:: PASSAGE SHOWN ::
I've already chosen a path for the purpose of this nano draft (if you read that correctly, it rhymes), but that doesn't mean I can't totally change it in the future. I'll just have to see how this works out.

THING I DON'T UNDERSTAND:
Why I wait until 11 pm to be productive with writing. I am my own worst enemy.

Monday, November 5, 2012

Nano Day 5

I hit a road block in writing. Or to be more exact, I hit a Monday. Mondays are truly terrible days and I would endure hours of political ads and be the first at the polls if someone would just pledge to abolish Mondays. (Mentioning the election is the topical portion of this blog post. Also, for a while this year Santa Claus was running for President, but sadly he had to drop out. Something with the elves, I think. http://www.santaclausforpresident.com/ .)

Anyway, here I am, after working 9 hours today where I was sitting in a cubicle, staring at a computer, talking to people I had to be nice to, just so that I can sit here at my desk, stare at the computer, and talk to myself because music distracts me when writing.

I'm rambling because I haven't really written anything today. I fear my main character is a bit of a moron. I want to blame it on the present tense thing where I have to detail things as they happen, making her seem a bit all over the place when she talks about things in the past. I've written in past tense basically my entire life so it's kind of difficult for me to write this way. And I guess it's also possible that she's just a moron. She's not supposed to be though. She was salutatorian at her high school, narrowly losing to her best friend. She could've spent her weekends partying and shopping, but she stayed home studying. I wanted to make her seem and feel very boring so that she'll have a She's All That* makeover by the end. But instead of just losing her glasses and caring about her hair, she'll have realized something sappy and important on the inside and just feel more confident in herself, be more happy with who she is. I think that something too many of us do is watch other people and try to be happy the way that they're happy, liking what they like, doing what they do, instead of figuring out what makes us happy and being ourselves. Or something.

* Not sure I've actually seen this movie.

Here's the debut of a new special feature called "Things I Don't Understand." Today's thing is...
Justin Bieber. Brought to you by the strange picture that I saw of him on ew.com.
I suppose this alienates the very people that I want to like me and my book but I can't hide my confusion any longer. It's weighing me down. Truth is, I don't mind his music. It's no worse than anything else on mainstream radio. And I think he's a very talented dancer. But how on earth do so many girls find him so attractive? Especially now when his hair is sticking up like he stuck his fork in an electrical socket? Plus, ladies, you want a man that can defend you in an attack, not one that can't be seen when he stands behind you. His producted hair will be peeking over the top of your head, but that won't help you.

But anyway. I'll try to churn out a few hundred words tonight. Who knows, I might get into a groove and get all my words for the day done.

Location identification entries
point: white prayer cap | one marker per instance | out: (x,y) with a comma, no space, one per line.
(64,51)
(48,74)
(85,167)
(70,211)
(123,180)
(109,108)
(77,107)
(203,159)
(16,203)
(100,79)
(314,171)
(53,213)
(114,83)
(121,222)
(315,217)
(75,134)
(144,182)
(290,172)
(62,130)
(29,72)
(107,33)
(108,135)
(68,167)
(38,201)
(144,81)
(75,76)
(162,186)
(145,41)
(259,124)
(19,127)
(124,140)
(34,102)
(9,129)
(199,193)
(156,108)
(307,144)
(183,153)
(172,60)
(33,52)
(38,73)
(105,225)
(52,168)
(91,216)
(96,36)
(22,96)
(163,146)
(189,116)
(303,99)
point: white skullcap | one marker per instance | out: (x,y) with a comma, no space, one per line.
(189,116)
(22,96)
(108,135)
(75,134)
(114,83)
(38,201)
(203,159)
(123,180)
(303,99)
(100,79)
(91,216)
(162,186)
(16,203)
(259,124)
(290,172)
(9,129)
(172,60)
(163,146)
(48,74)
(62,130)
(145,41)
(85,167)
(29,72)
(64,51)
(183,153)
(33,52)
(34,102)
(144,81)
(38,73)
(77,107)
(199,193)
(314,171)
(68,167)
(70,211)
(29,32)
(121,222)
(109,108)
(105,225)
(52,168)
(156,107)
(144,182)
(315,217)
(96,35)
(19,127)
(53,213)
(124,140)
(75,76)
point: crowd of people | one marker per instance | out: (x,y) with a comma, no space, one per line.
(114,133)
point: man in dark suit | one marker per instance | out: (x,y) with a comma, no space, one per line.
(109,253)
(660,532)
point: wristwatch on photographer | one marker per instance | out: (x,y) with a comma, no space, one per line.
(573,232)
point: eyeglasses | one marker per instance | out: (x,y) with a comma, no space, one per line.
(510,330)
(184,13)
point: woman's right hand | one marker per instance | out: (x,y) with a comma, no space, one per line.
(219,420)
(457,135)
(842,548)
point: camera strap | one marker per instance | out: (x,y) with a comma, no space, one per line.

:: WORK TO BE COMPLETED ::
Extract the stretch of the blog post from "Monday, November 5, 2012" through "me when writing.", word for word. The records are separate material from the blog post.

:: ANSWER ::
Monday, November 5, 2012

Nano Day 5

I hit a road block in writing. Or to be more exact, I hit a Monday. Mondays are truly terrible days and I would endure hours of political ads and be the first at the polls if someone would just pledge to abolish Mondays. (Mentioning the election is the topical portion of this blog post. Also, for a while this year Santa Claus was running for President, but sadly he had to drop out. Something with the elves, I think. http://www.santaclausforpresident.com/ .)

Anyway, here I am, after working 9 hours today where I was sitting in a cubicle, staring at a computer, talking to people I had to be nice to, just so that I can sit here at my desk, stare at the computer, and talk to myself because music distracts me when writing.